### 問題文
ペリーと林大学頭の交渉についての文章を、最後の文のあとから書き継いでください。

ペリー 「それでは、交易の件について、なぜ貴国は承知されないのか。そもそも交易は有無を通じ、(貴国の)国益にかなうものであるからぜひともそうあってもらいたい。」
林大学頭 「交易が有無を通じて(我が国の)国益にかなうと貴殿は申すが、日本国においては自国の産物は十分に足りており、異国の品がなくても少しも事欠かない。従って交易を開くことはできない。先に貴殿は、第一に人命の尊重と難破船の救助と申された。それが実現すれば貴殿の目的は達成されるのである。交易は人命と関係ないのではないかな。」
ペリーの交渉術を逆手にとって林大学頭が論破したのです。ペリーはしばらく沈黙し、いったん別室に下がったとあります。そして一人考えた末に再び交渉テーブルに戻ってきて答えました。そして、アメリカ合衆国が清国と交わした交易を定めた条約文(※1844年望厦(ぼうか)条約)の写しを林大学頭に、参考までにと手渡しました。

### データ抜粋
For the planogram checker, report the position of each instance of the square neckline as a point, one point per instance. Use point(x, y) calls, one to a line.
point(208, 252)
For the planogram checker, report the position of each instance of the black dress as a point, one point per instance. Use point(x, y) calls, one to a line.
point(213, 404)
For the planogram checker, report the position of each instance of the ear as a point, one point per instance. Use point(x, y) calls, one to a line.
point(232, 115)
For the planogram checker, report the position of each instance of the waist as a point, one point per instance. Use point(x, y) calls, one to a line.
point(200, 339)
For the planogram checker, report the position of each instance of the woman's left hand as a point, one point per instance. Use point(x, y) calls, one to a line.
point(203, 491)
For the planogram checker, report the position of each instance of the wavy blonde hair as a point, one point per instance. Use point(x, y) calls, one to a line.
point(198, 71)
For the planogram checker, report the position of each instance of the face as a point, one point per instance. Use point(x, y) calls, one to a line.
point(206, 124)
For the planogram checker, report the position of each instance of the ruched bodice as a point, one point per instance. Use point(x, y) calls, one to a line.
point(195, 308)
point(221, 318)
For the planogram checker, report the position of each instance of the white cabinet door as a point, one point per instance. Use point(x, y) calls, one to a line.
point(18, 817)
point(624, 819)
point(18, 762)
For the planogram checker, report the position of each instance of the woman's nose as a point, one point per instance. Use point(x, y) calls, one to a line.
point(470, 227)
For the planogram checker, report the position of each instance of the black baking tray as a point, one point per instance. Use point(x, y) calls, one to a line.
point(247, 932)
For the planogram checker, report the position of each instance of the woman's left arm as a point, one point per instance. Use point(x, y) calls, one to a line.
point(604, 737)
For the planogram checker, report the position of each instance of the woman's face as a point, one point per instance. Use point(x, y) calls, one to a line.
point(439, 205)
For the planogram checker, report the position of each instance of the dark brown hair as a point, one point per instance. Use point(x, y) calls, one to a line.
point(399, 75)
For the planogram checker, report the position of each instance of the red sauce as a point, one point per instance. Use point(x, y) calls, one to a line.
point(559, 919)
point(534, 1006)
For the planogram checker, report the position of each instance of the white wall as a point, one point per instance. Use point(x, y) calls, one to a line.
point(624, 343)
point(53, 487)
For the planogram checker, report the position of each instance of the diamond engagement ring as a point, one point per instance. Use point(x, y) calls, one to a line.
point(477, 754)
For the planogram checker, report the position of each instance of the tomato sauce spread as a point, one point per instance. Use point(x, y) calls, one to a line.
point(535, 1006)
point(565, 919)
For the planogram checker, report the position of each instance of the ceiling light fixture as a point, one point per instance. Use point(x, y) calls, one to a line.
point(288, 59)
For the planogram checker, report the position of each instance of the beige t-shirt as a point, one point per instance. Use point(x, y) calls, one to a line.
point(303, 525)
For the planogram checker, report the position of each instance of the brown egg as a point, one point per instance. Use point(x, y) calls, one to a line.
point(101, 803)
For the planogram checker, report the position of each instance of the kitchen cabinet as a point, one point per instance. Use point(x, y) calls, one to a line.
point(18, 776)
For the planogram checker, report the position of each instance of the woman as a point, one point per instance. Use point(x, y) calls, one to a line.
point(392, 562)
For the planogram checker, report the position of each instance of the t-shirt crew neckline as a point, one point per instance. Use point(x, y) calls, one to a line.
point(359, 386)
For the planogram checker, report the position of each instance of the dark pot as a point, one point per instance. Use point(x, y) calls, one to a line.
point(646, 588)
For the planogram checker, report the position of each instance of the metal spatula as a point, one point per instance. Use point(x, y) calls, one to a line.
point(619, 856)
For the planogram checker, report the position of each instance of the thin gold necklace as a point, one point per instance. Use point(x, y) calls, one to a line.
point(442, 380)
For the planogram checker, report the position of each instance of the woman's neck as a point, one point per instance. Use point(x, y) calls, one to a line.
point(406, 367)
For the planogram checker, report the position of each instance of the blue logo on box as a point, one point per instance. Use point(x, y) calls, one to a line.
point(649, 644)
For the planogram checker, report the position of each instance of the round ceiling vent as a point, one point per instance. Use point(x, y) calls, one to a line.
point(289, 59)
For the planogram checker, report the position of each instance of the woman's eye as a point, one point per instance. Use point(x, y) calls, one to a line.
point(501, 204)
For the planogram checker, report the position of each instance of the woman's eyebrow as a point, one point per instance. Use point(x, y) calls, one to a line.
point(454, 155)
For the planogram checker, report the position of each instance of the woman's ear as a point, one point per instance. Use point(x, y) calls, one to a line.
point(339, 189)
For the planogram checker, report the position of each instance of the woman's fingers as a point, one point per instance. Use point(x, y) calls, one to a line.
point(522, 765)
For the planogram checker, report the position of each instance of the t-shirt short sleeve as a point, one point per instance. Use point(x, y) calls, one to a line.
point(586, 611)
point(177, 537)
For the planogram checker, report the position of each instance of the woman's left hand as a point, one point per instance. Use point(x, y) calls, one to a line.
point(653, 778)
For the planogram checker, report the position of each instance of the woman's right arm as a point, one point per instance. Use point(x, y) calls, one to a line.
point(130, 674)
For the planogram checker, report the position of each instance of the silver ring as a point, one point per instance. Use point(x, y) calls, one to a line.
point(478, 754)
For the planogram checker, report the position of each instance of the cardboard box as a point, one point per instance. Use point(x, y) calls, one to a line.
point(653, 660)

### 解答
ペリー 「(貴殿の言うことは)もっともである。我々の来航目的は申したとおり、人命尊重と難破船の救助が最優先である。交易は国益にかなうが確かに人命尊重とは関係がない。交易の件は無理に主張するのはやめよう。」
こうして林大学頭は交易(※通商)の回避に成功しました。幕府は、ペリー艦隊が江戸湾での測量や小銃の発砲といった挑発行為をしても、砲撃したりせず江戸湾を警備する諸藩兵にも、発砲を自重させました。これは幕府がアヘン戦争についての情報を収集し細かく分析していたからに他なりません。
幕府はオランダ商館長(カピタン)を通して清国の惨状をつぶさに集めていました。すでに天保の改革で薪水給与令(※漂着した異国船に燃料や食料を供給する)を出していたのもこのためです。アメリカに戦争の口実を与えないことが徹底されたのです。これは高度な外交能力といえます。
<日米和親条約(抜粋)>
一、 日本と合衆国とは、其(そ)の人民永世不朽の和親を取結び、場所・人柄の差別これ無き事。(日本とアメリカ合衆国とは、両国人民が永久に変わることのない和親条約を結び、場所や人で差別をしないこと。
二、 伊豆下田(いずしもだ)・松前地箱館(まつまえちはこだて)の両港は、日本政府に於(おい)て、亜墨利加船(あめりかせん)薪水(しんすい)・食料・石炭欠乏の品を、日本にて調(ととの)い候(そうろう)丈(じょう)は給(きゅう)し候(そうろう)為(た)め、渡来の儀(ぎ)差し免(ゆる)し候。…(伊豆下田と松前箱館の2港は、アメリカ船の欠乏している薪・水・食料・石炭などの品を、日本側によって調達して供給するので、来航を許可する。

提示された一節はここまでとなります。